(Dataset entries)
────────

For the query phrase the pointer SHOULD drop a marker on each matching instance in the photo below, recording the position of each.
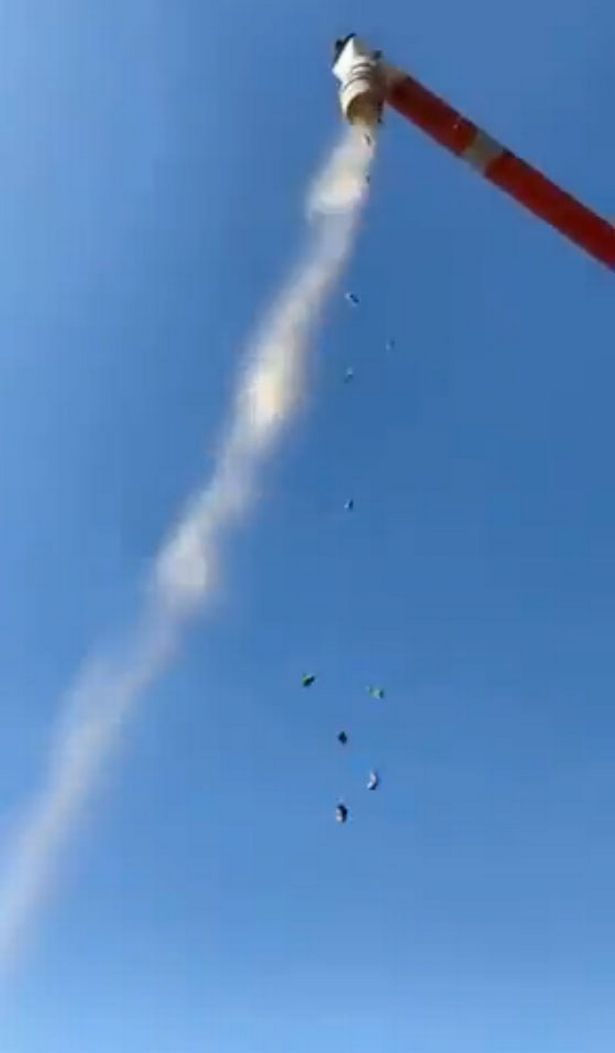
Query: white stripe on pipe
(482, 151)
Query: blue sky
(154, 163)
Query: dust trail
(186, 569)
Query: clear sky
(154, 163)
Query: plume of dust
(185, 571)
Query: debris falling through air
(185, 572)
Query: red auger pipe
(517, 178)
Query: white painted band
(482, 151)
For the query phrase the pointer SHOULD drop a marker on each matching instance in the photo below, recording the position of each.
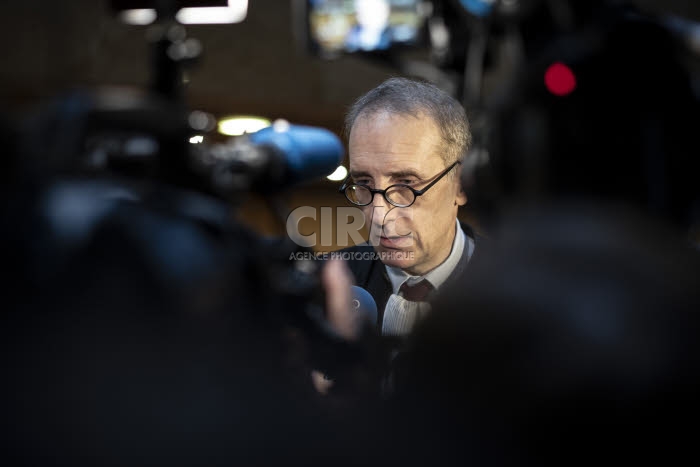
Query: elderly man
(406, 141)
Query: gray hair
(403, 96)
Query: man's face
(387, 149)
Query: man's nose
(378, 201)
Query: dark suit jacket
(371, 275)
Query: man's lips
(393, 242)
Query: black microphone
(364, 306)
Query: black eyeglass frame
(416, 193)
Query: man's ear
(461, 198)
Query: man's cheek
(403, 222)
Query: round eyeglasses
(399, 195)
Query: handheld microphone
(364, 305)
(306, 152)
(277, 157)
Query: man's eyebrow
(408, 173)
(359, 174)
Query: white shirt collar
(442, 272)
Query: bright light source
(236, 126)
(140, 17)
(339, 174)
(235, 12)
(559, 79)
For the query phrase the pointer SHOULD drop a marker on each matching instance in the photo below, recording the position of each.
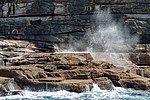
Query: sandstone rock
(23, 76)
(104, 83)
(7, 84)
(137, 83)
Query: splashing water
(95, 94)
(107, 35)
(110, 38)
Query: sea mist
(107, 39)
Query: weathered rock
(137, 83)
(140, 58)
(6, 85)
(104, 83)
(23, 76)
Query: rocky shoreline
(29, 29)
(69, 71)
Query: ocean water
(95, 94)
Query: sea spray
(95, 94)
(107, 40)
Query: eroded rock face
(6, 85)
(138, 84)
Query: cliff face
(30, 26)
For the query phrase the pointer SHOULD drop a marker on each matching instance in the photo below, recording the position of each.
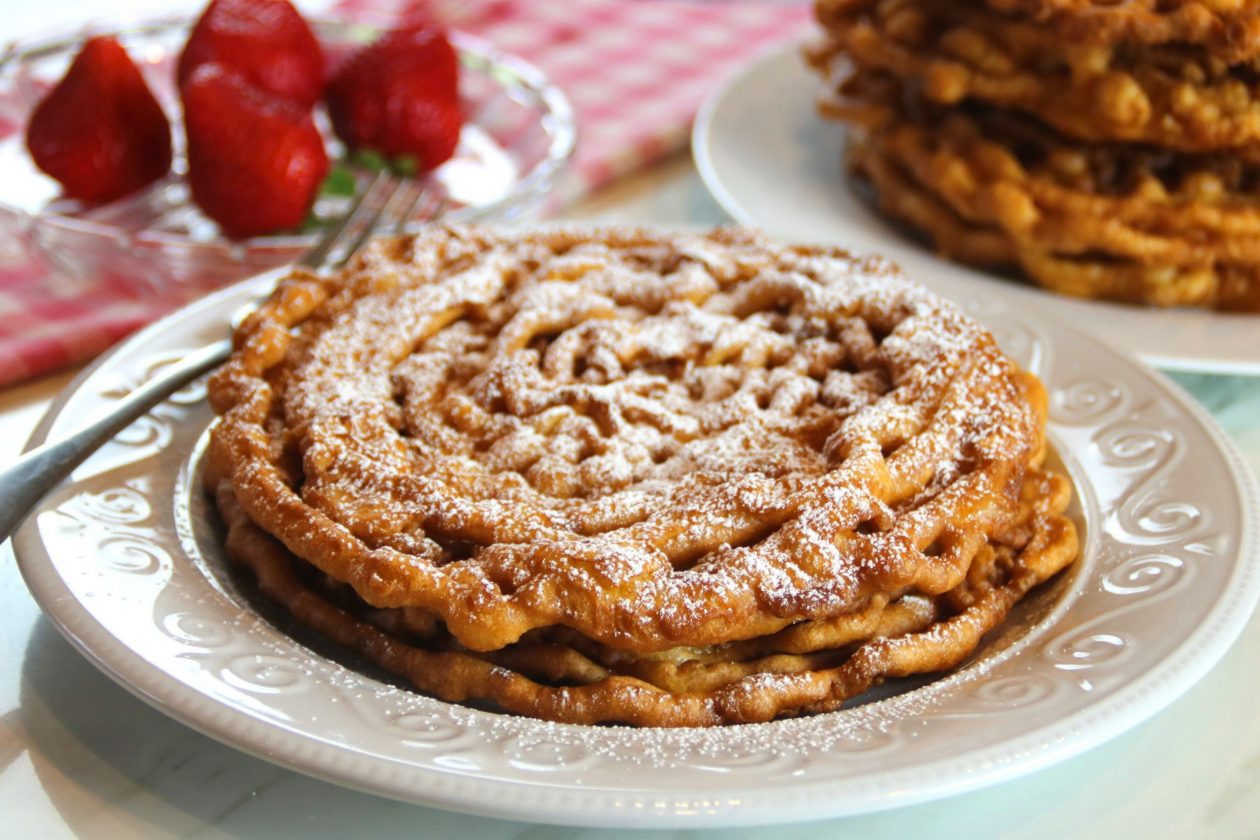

────────

What the task requires:
Restate each entry verbatim and skip every image.

Output for this exercise:
For the query phrase the pointer SHOULD drop a marker on each matching instance in the photo below, recording the position of each.
Query: white stripe on pipe
(482, 151)
Query: blue sky
(154, 163)
Query: dust trail
(186, 569)
Query: clear sky
(154, 163)
Query: plume of dust
(185, 571)
Query: debris falling through air
(185, 572)
Query: red auger pipe
(517, 178)
Query: white painted band
(482, 151)
For the query phrase the pointer SHOULD drop a marker on each matching instance in the photo below, recording the position of each.
Query: elderly man
(406, 141)
Query: gray hair
(403, 96)
Query: man's face
(387, 149)
Query: man's nose
(378, 201)
Query: dark suit jacket
(371, 275)
Query: man's lips
(393, 242)
Query: black microphone
(364, 306)
Query: black eyeglass frame
(416, 193)
Query: man's ear
(461, 198)
Query: man's cheek
(403, 222)
Query: round eyeglasses
(399, 195)
Query: handheld microphone
(364, 305)
(306, 152)
(277, 157)
Query: man's eyebrow
(408, 173)
(359, 174)
Query: white shirt collar
(442, 272)
Query: bright light source
(236, 126)
(140, 17)
(339, 174)
(235, 12)
(559, 79)
For the query phrase the pointer SHOULD drop a marker on each matching instance in the photo below, recording the position of each.
Query: sandstone rock
(23, 76)
(104, 83)
(7, 84)
(137, 83)
Query: splashing water
(95, 94)
(107, 35)
(110, 38)
Query: sea mist
(107, 39)
Query: weathered rock
(137, 83)
(140, 58)
(6, 85)
(104, 83)
(23, 76)
Query: rocky shoreline
(29, 29)
(69, 71)
Query: ocean water
(95, 94)
Query: sea spray
(95, 94)
(107, 40)
Query: eroded rock face
(6, 85)
(138, 84)
Query: cliff face
(30, 26)
For the query phrase the pointer SHOULD drop a marker on each matching instance in the photo below, recording the position of each.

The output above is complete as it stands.